-- START Document excerpt --

1990, 1991 Dell edition
Maeve Binchy
Circle of Friends
Original price $6.50, purchase price $3.25
Very worn paperback with split spine
B-
I really enjoyed the 1995 film version (Minnie Driver's debut), but I haven't seen it since, so I don't know if it would bother me as much as this book now does. My dislike ranges from an anachronism worse than the 1957 Twist in Echoes to the central romance. The former is a 1957 letter that says in part, "She has read aloud to me your letters about being groovy and inviting me to where the action is. She has begun to ask me what 'turning someone on' is about, and why do people say 'It's been real.'" (What happened to Binchy in 1957? Some time-travel mishap?)
As for the romance, Benny (short for Bernadette) is very insecure and can't believe that someone as handsome, charming, and popular as Jack would want her for his girlfriend. The tag on this edition says, "For everyone who ever thought the person they loved was out of their reach." Translation, "You folks are damn lucky if it's true, because that unattainable guy would try to pressure you into sex and then cheat on you with one of your friends, who's secretly pregnant by another guy, who won't marry her. But it could be worse, since your best friend would threaten her with a knife and cause her to have a miscarriage, so your ex won't marry her and will then want you back, but you'd have moved on by then." Not to mention that Jack offers Benny almost zero support when her father dies and she suspects (correctly) that the family store's "loyal" employee is embezzling. All Jack does is whinge about how she doesn't spend more time in town. (They're students in Dublin, and she commutes almost daily to and from the small town of Knockglen.)

-- END Document excerpt --

> _Actions to take_:
(a) In the review of Circle of Friends, shorten the paragraph beginning "As for the romance" and keep its main facts.
(b) Write the next paragraph of the review of Circle of Friends, continuing after its last sentence.
The material after this review of Circle of Friends is separate from it.

-- START Stored data --

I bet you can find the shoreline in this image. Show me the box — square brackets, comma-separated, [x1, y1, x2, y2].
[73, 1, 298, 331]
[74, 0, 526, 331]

-- END Stored data --

> _Results for each task_:
(a) Benny (Bernadette) is insecure and can't believe that handsome, charming, popular Jack would want her. This edition's tagline is addressed to anyone who thought the person they loved was out of reach. The reviewer's version of it is harsher: such a man would pressure Benny for sex and then cheat with one of her friends. That friend is secretly pregnant by another man who won't marry her. Benny's best friend then threatens the friend with a knife and causes a miscarriage, so Jack won't marry her and wants Benny back, but Benny has moved on. Jack also gives Benny almost no support when her father dies and when she correctly suspects the family store's "loyal" employee of embezzling. He only complains that she doesn't spend more time in town, since they are students in Dublin and she commutes almost daily from Knockglen.

(b)
So what did I like? I liked the friendship between Benny and Eve (the knife-wielder). I liked Eve's story much more than Benny's, including her prickly relationship with her late mother's family. As always, I liked Binchy's view of small-town life. (Dublin is just sketched in, and I didn't really get a sense of student life, beyond scarves and fly-cemeteries [a type of pastry].) There were things here and there I liked. And I have to admit that I like that Binchy resisted the temptation that the film-makers gave into, of giving Jack and Benny a "happy" ending. (And, no, nobody makes a Jack Benny joke, which would at least be more timely than a teddy-boy writing letters like a hippie.)
Next up on the Binchy list, 1992's The Copper Beech....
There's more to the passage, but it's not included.